■ **EXERCISE INSTRUCTIONS**: Give back all the data exactly as it was written.

Collection entries:

=== Section Start ===

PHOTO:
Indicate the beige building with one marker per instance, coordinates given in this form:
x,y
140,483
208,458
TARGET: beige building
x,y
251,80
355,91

=== Section End ===

■ **RESULT**:
PHOTO:
Indicate the beige building with one marker per instance, coordinates given in this form:
x,y
140,483
208,458
TARGET: beige building
x,y
251,80
355,91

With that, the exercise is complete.